►

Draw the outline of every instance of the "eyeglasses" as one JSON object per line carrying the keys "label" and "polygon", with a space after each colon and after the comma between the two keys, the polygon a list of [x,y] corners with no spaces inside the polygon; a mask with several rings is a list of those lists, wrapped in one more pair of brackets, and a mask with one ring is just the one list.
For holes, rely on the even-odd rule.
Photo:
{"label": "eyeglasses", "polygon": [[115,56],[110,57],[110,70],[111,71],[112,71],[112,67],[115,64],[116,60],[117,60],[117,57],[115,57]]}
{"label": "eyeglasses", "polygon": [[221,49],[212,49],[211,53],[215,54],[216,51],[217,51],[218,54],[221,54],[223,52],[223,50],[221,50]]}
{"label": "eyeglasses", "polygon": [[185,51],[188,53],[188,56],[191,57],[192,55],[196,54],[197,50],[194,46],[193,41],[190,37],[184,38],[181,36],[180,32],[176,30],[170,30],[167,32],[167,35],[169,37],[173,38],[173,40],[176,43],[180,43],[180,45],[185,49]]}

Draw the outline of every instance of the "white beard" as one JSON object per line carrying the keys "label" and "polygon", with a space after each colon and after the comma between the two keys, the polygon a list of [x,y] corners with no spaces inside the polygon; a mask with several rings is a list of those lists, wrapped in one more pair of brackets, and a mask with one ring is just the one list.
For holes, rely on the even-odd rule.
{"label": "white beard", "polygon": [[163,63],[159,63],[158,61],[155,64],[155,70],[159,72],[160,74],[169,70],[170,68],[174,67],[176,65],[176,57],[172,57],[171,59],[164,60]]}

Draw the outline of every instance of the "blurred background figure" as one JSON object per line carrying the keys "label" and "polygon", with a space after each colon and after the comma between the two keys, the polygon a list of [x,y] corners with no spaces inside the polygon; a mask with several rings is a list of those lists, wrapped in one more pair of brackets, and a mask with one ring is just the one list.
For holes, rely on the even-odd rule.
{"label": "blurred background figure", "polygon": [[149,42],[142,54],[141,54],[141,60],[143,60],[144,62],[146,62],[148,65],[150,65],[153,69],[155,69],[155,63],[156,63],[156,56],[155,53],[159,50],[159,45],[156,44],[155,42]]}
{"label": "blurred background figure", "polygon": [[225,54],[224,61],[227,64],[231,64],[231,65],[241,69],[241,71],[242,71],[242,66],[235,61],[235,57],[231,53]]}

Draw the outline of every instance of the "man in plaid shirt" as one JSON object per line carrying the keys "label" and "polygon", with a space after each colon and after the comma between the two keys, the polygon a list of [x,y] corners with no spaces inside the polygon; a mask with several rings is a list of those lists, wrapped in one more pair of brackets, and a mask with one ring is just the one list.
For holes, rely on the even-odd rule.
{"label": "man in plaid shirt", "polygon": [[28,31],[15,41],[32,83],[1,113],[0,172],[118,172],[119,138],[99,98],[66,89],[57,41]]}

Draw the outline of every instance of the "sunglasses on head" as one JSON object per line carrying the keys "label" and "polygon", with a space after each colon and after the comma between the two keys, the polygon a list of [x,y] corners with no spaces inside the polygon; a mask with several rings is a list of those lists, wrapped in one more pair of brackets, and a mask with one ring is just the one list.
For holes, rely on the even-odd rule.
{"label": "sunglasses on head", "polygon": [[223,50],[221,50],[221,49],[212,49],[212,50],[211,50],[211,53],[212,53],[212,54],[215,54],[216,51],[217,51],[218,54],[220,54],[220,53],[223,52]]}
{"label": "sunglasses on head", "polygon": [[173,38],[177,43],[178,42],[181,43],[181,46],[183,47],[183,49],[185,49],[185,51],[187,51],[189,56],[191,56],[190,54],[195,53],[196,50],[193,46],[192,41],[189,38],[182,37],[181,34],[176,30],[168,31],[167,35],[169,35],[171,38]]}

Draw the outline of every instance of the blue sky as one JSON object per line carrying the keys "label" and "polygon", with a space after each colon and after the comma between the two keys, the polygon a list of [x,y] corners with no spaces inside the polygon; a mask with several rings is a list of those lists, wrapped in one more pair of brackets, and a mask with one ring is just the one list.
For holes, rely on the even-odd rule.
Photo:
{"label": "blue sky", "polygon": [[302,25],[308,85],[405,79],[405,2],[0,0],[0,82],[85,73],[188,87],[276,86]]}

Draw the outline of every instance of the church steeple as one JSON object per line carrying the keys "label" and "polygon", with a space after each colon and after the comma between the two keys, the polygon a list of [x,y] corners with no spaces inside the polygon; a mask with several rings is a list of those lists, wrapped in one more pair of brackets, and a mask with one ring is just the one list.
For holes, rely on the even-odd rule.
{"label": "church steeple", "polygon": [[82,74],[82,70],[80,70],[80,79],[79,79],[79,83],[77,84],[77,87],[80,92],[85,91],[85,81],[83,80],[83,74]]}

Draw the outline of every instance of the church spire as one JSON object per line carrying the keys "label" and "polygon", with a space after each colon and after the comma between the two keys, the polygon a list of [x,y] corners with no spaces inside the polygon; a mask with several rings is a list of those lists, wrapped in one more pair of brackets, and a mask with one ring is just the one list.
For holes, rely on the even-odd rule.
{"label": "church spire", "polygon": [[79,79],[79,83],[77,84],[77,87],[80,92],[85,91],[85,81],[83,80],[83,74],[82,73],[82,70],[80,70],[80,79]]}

◄

Exercise goal: Turn the lines above, from the one containing "Draw the outline of every instance of the church spire" down to the last line, into a numbered list, skipping any blank lines.

Answer in full:
1. Draw the outline of every instance of the church spire as one JSON object per line carrying the keys "label" and "polygon", with a space after each colon and after the comma between the two keys, the polygon a list of [x,y] corners with no spaces inside the polygon; a mask with several rings is a list of those lists, wrapped in one more pair of brackets, and a mask with one ring is just the one list.
2. For holes, rely on the even-odd rule.
3. {"label": "church spire", "polygon": [[79,79],[79,83],[77,84],[77,87],[80,92],[85,91],[85,81],[83,80],[83,74],[82,73],[82,70],[80,70],[80,79]]}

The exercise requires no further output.